(Exercise inputs)

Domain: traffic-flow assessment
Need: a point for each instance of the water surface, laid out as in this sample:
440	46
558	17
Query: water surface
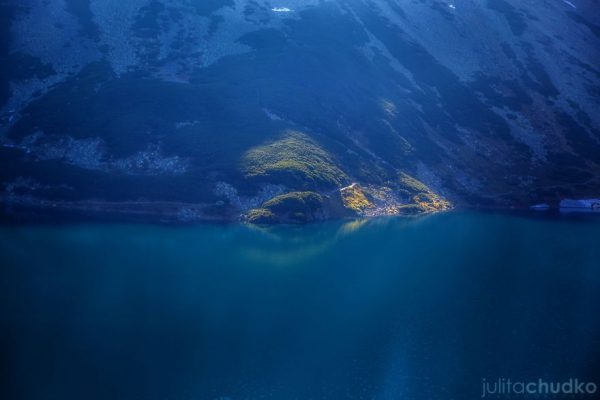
382	309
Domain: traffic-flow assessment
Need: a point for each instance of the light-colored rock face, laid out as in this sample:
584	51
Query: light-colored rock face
476	98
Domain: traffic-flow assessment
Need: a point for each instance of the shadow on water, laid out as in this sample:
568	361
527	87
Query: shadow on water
383	308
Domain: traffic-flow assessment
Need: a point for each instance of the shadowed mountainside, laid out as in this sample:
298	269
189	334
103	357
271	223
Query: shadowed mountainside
363	107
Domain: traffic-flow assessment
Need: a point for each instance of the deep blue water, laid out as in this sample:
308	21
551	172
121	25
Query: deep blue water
382	309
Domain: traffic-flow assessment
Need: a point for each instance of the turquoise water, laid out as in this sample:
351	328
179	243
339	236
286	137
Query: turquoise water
382	309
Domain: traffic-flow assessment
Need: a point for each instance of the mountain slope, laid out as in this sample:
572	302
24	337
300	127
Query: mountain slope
228	104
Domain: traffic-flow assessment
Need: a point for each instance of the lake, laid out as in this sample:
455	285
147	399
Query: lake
389	308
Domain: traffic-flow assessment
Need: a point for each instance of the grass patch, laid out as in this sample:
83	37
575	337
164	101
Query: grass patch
294	160
354	198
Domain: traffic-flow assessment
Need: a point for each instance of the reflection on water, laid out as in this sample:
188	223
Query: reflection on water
371	309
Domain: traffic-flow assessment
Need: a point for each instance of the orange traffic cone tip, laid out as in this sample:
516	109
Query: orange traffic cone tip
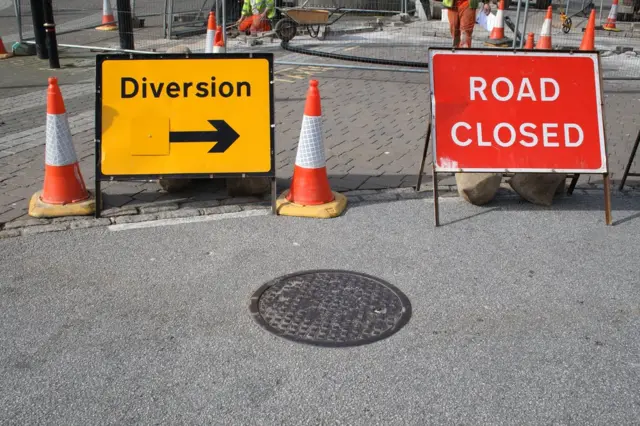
108	20
312	107
544	42
55	103
211	29
310	194
530	41
64	192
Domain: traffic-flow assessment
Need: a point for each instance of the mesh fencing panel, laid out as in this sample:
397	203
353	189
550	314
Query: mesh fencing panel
394	33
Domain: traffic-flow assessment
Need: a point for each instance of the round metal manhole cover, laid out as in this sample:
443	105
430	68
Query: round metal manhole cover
330	308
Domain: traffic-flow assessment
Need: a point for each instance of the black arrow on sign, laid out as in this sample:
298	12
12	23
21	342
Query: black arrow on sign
224	135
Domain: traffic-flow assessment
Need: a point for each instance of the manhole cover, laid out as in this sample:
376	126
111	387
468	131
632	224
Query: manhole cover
330	308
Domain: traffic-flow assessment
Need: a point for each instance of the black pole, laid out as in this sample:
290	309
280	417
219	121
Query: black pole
37	14
50	29
125	24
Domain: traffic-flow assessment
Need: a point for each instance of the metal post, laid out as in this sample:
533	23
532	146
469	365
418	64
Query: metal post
170	18
515	31
125	24
18	9
224	24
37	15
524	24
50	29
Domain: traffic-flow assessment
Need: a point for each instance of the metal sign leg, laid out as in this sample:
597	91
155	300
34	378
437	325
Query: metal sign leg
631	158
424	155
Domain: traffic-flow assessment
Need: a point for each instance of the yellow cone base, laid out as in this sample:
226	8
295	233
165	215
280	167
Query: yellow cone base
334	208
503	42
38	208
107	27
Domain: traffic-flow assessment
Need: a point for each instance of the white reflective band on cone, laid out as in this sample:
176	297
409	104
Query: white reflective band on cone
310	149
209	43
59	147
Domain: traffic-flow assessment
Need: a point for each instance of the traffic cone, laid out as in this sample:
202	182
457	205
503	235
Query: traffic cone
3	51
544	42
218	44
310	194
588	39
64	192
211	29
610	24
496	37
530	41
108	21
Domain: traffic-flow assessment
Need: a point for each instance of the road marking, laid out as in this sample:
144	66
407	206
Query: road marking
38	99
187	220
286	69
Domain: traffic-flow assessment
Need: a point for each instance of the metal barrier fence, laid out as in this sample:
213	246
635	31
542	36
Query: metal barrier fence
360	33
403	40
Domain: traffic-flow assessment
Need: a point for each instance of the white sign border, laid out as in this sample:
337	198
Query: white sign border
595	57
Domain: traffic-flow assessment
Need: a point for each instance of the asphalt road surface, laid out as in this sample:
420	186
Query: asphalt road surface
521	315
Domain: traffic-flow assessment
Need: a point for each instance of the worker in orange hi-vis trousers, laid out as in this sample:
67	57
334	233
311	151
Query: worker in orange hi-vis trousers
256	15
462	19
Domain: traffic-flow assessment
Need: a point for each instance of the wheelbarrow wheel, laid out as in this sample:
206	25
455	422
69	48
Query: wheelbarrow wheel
286	29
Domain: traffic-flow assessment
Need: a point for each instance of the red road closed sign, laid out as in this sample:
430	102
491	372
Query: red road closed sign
508	111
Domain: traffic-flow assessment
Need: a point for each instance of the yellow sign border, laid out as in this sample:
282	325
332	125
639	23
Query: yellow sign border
102	58
99	176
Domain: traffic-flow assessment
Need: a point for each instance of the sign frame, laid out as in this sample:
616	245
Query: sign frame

(End Exercise inputs)

### Try it
Write the lines above out again exactly, without any of their pictures.

### Solved problem
Domain: traffic-flow assessment
Need: a point for each instance of the water surface, laid out as in this sample:
440	46
558	17
Query: water surface
382	309
Domain: traffic-flow assessment
Need: a point for each instance of the light-colored rock face, laid out as in this sample:
584	51
Query: light-colored rock face
476	98
Domain: traffic-flow assessment
Need: a point for each instance of the shadow on water, laid out as in this sample:
568	361
527	87
Query: shadow on water
383	308
Domain: traffic-flow assessment
Need: a point for each instance of the shadowed mountainside, laid out as in this sample:
298	269
189	334
103	357
271	223
Query: shadowed mountainside
363	107
Domain: traffic-flow assessment
Need: a point for each instance of the deep blue water, laid out as in this sample:
308	21
551	172
121	25
Query: deep blue water
382	309
Domain: traffic-flow assessment
Need: a point for each instance of the turquoise water, laid out as in this sample:
351	328
179	243
339	236
286	137
Query: turquoise water
382	309
Domain: traffic-flow assessment
Need: a point for each instance of the mountain slope, laid out as in this sample:
572	302
24	337
300	127
Query: mountain slope
228	104
Domain: traffic-flow assessment
Need: a point for each instance of the lake, laid out as in this sample:
455	285
147	399
Query: lake
389	308
Domain: traffic-flow assessment
Need: a point for each instance of the grass patch, laid out as in this sample:
83	37
575	337
164	101
Query: grass patch
294	160
354	198
Domain: traffic-flow assessment
Need: a point for each instance of the reflection on water, laid out as in this sample:
188	223
Query: reflection on water
371	309
Domain: traffic-flow assessment
Need: a point for each instance of the orange traffic cone tip, laid out as in this sample:
516	109
Query: orange traffic cone tip
108	20
312	107
544	42
55	103
211	29
310	194
530	41
64	192
Domain: traffic-flow assessment
Need: a point for each instance of the mesh fencing panel, laid out as in this sample:
397	203
353	189
550	314
Query: mesh fencing panel
394	33
Domain: traffic-flow assessment
Need: a point for each instance of the round metal manhole cover, laid out as in this sample:
443	105
430	68
Query: round metal manhole cover
330	308
Domain: traffic-flow assessment
Need: a point for each instance of the black arrow on sign, laid out as in this sample:
298	12
12	23
21	342
Query: black arrow on sign
224	135
Domain: traffic-flow assessment
Need: a point for each instance of the manhole cover, laid out as in this sample:
376	126
111	387
468	131
632	224
Query: manhole cover
330	308
Domain: traffic-flow assessment
Need: a point for each instance of the black pole, laid out as in this sample:
290	309
280	417
219	121
Query: black pole
37	14
50	29
125	24
Domain: traffic-flow assessment
Need: a point for each instance of the metal post, laid out as in this sample:
533	23
532	146
469	365
418	64
Query: metal post
170	18
515	31
125	24
18	9
224	24
37	15
524	24
50	29
Domain: traffic-flow assessment
Need: a point for each instance of the metal sign leg, laid out as in this sample:
597	91
155	300
34	378
437	325
Query: metal sign leg
631	158
424	155
Domain: traffic-flow assessment
Need: a point for each instance of the yellow cone base, laid out as in this sample:
226	8
295	233
165	215
280	167
Query: yellow cone base
334	208
503	42
38	208
107	27
Domain: traffic-flow assessment
Need: a point for each instance of the white reflective band on cone, laid out as in this sample:
176	297
409	104
Query: white reflective band on cone
310	149
209	43
59	147
Domain: traffic-flow assessment
Need: a point for each instance of the traffic cone, laid out as in this sample:
202	182
457	205
503	235
Query: traffic cone
3	51
544	42
218	44
310	194
588	39
64	192
211	29
610	24
496	37
530	41
108	21
Domain: traffic-flow assessment
Need: a point for each instance of the road marking, laid out as in this sample:
144	66
407	206
Query: road marking
38	99
187	220
286	69
Domain: traffic-flow assessment
Need: a point for each instance of the metal barrier fence, laid out as in this sample:
213	246
635	31
542	36
Query: metal barrier fence
360	33
403	40
Domain: traffic-flow assessment
Need: a point for each instance of the white sign border, laid out as in this sample:
337	198
Query: white sign border
595	57
Domain: traffic-flow assessment
Need: a point for each instance of the asphalt road surface, laid out as in this sample:
420	186
Query: asphalt road surface
521	315
Domain: traffic-flow assessment
Need: a point for each instance of the worker in orange hi-vis trousers, laid out as in this sample:
67	57
334	233
311	151
Query: worker in orange hi-vis trousers
256	15
462	19
Domain: traffic-flow assessment
Need: a point for each instance of the wheelbarrow wheel, laid out as in this sample:
206	25
455	422
69	48
Query: wheelbarrow wheel
286	29
Domain: traffic-flow assessment
Need: a point for each instance of the red road closed sign, laid out as in this sample:
430	102
491	372
Query: red road closed sign
508	111
Domain: traffic-flow assessment
Need: a point for each instance of the yellow sign border, laid out as in this sample:
282	325
332	125
639	23
Query: yellow sign border
102	58
99	176
Domain: traffic-flow assessment
Need: a point for each instance of the sign frame, laid out as in this sample:
616	245
Query: sign frame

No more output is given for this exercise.